* begin Records for the task *

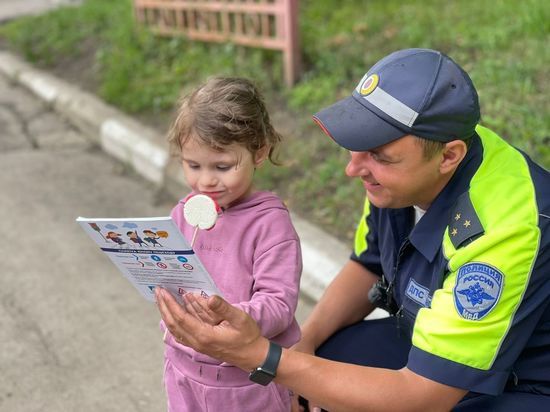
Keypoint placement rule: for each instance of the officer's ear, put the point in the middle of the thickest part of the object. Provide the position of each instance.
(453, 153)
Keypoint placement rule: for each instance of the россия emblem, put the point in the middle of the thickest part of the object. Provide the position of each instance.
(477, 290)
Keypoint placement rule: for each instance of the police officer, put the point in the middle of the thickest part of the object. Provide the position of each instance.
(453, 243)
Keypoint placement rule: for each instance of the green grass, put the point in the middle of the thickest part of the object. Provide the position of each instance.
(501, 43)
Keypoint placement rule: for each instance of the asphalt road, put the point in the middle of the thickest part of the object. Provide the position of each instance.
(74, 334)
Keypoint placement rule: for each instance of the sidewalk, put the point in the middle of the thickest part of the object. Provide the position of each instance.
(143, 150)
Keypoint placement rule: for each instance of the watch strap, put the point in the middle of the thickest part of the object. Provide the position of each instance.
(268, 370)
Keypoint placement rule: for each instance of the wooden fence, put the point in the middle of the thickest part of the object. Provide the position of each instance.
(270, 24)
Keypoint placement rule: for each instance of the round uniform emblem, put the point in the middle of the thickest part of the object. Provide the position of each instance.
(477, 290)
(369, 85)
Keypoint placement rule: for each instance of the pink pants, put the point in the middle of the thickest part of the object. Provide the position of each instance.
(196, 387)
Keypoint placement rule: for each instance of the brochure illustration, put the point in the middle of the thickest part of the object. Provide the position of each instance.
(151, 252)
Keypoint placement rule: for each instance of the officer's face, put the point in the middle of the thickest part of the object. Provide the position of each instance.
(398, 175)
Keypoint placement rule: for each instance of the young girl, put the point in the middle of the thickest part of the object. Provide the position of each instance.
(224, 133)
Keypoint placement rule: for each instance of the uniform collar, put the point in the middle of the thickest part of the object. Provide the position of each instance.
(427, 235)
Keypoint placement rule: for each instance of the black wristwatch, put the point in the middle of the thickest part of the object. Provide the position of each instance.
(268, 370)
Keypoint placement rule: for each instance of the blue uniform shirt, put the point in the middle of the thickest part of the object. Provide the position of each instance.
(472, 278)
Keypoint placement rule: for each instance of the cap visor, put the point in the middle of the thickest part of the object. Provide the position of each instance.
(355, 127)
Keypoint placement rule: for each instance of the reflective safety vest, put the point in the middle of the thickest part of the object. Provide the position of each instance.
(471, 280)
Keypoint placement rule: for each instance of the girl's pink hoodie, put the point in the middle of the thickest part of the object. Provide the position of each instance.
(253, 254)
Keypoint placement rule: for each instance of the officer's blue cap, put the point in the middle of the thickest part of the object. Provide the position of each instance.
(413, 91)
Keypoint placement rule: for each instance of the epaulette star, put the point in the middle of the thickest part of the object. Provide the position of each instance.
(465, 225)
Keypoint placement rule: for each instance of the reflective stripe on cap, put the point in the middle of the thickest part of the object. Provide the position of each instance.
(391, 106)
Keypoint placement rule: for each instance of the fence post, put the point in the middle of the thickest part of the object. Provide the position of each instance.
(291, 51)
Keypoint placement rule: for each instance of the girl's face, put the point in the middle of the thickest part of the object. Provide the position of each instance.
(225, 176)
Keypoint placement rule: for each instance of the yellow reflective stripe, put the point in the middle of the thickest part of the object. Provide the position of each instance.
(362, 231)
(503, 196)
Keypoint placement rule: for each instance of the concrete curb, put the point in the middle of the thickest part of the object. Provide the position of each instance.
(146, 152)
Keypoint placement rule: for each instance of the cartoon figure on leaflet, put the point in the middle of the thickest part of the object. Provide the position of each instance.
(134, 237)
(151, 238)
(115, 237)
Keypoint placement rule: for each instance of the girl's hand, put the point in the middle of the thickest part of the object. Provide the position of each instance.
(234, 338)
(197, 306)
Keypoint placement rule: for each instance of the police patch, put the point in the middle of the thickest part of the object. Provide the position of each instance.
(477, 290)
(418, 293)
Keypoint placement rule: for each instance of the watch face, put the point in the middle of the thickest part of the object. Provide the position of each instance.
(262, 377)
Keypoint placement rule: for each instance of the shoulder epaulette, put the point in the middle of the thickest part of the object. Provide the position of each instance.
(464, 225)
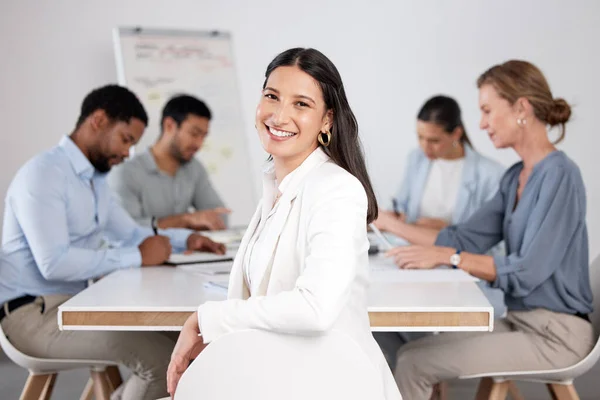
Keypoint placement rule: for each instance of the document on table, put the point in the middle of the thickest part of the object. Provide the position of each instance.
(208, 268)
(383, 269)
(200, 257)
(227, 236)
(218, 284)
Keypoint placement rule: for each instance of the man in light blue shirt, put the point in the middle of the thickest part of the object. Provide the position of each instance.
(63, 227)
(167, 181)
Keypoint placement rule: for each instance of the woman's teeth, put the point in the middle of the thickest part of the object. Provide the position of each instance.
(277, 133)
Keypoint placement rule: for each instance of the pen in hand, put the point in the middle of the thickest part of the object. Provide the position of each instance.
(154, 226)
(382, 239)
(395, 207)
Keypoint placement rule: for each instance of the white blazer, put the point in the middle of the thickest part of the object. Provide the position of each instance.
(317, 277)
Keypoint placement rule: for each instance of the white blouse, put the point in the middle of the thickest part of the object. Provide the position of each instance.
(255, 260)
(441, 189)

* end Records for the task *

* _Goal_: Give the data above again in full and unchanged, skipping the pictures.

* _Result_:
Keypoint placement rule: for each instance of the officer's ear, put the point in the middle of the thickest part of the object. Provide the position of each instance.
(453, 153)
Keypoint placement rule: for each instance of the россия emblem, put the point in the middle of the thickest part of the object. Provide the position of each instance.
(477, 290)
Keypoint placement rule: for each instance of the police officer, put the point in the middle of the thickest part of the object. Provide the position of each instance.
(453, 243)
Keypoint placement rule: for each instance of the green grass, put the point in the middle of the thickest part of the object. Provide the position of each instance.
(501, 43)
Keypoint placement rule: for each instance of the asphalt road, put the point in the middle of the thickest part of the object. Provide the position of each instance.
(74, 334)
Keypoint placement rule: for each instance of the sidewalk, put the point in the middle of the thickest part of the object. Provide the position of each instance.
(143, 150)
Keypoint placement rule: for each instance of the watch strap, put the point in the middle of the thickest part of the object. Provide the position of each instance.
(268, 370)
Keypoint placement rule: for each instance of the wooden fence, put the point in the middle of the thickest part of the object. Provide the position of each instance.
(270, 24)
Keypoint placement rule: for each instance of the round uniform emblem, put the point in the middle of the thickest part of the object. Provide the position of each instance.
(477, 290)
(369, 85)
Keypoint placement rule: for each instance of the pink pants, put the point in the middle of the thickest part of the object. Provide the position of each instance.
(196, 387)
Keypoint placement rule: for each instance of the brochure illustration, put the point in the middle of the thickest part of the object. Provide the position of each instance.
(151, 252)
Keypoint placement rule: for each instance of the officer's face, put the point in the middle of the thickest part of the object. Provide the position of each instance.
(398, 175)
Keypoint placement rule: for each instance of the young girl, put the point in the middle of the thickest part of the object. Provide the position of each instance.
(224, 133)
Keypoint placement rule: for each instance of the uniform collar, put the point in the middle of the thickest part of the object. Provide the position of each instance.
(427, 235)
Keypoint placement rule: for each instance of the black wristwatch, put the point in the middle of the thickest part of the object. Provide the position of each instance.
(268, 370)
Keypoint placement rule: for each instance of the blue uniform shirt, put the point in the middle of the thickest part of the object. Provide the position of each instance.
(472, 278)
Keypoint placement rule: for each instance of the cap visor, put the point in the middle of the thickest part of the object. Provide the position of each instance.
(355, 127)
Keypoint placement rule: for each instance of the reflective safety vest, put the point in the middle of the thickest part of the object. Provide the position of each instance.
(471, 280)
Keypoint placement rule: for each instance of the girl's pink hoodie, put the point in the middle of the thickest part of the object. Provide the position of each instance.
(253, 254)
Keypoint placement rule: for each instance of the officer's blue cap, put the point in the middle of the thickest part of the object. Provide the position of each instance.
(413, 91)
Keypoint placement rule: for each instance of the epaulette star, put the point in the middle of the thickest part of the object. Provide the position of each instance.
(465, 225)
Keypoint placement rule: for each instance of the reflective stripe on cap, put the point in the middle of the thickest part of the object. Provide the position of each instance.
(391, 106)
Keypoint placement rule: for each instance of the fence post, put the point in the middle of the thickest part of the object. Provide the position of each instance.
(291, 51)
Keypoint placement rule: for each instance of the girl's face, put the point in the middle of the thickest part of the object. Provide the position of each instance.
(225, 176)
Keypoint placement rule: for each instance of the yellow reflective stripe, put the point in the middle of the thickest part of the object. Provide the position of each instance.
(362, 231)
(503, 196)
Keypoint placement rule: for each instance of the concrete curb, put the point in the middle of the thickest part of the object. Provide the position of each instance.
(146, 152)
Keypoint placement rule: for each instance of the cartoon figure on leaflet, put the point in the middle of the thickest part of the object. Provide the position of each instance.
(134, 237)
(151, 238)
(115, 237)
Keypoint placement rule: for each instance of the girl's hand, put the point in the middle of the thickest part of the object. Provide the position of each instance.
(234, 338)
(197, 306)
Keypoint placement rule: for each instance of the police patch, put the point in the middle of the thickest part of the object. Provide the position of each instance.
(477, 290)
(418, 293)
Keypoint placement rule: for each instance of the watch face, put the point in the middle of the thickest part of the object. Provide the position of each instance.
(262, 377)
Keypoint placement rule: for each instance of the shoulder epaulette, put the point in the middle of the thickest part of the object. Provide the position of each instance.
(464, 225)
Keypoint placement rule: for each instance of the document on table, put the point in the middle of the thickest part of the object. Provide the position of each instance.
(208, 268)
(383, 269)
(200, 257)
(227, 236)
(218, 284)
Keypoint placement rule: for each instance of the man in light blue shirt, put the point in the middle of the thickest part of the object. Provide the position of each instance.
(63, 227)
(167, 181)
Keypoint placement rule: for each instance of the woman's teeth, put the point in the middle of the thickest part of the object. Provide the position of each instance.
(277, 133)
Keypoint placement rule: for each instance of the pen in hand, put the point in the middle of the thickest part of the object. Provide the position of each instance.
(154, 226)
(382, 239)
(395, 207)
Keypoint placement rule: for each instance of the white blazer, put the point in the middle of the thickest part of the object. Provide the position of each instance.
(317, 277)
Keypoint placement rule: for each instance of the white blouse, put the point in the middle of the thickest part of the object. Provide the position of each instance.
(255, 260)
(441, 189)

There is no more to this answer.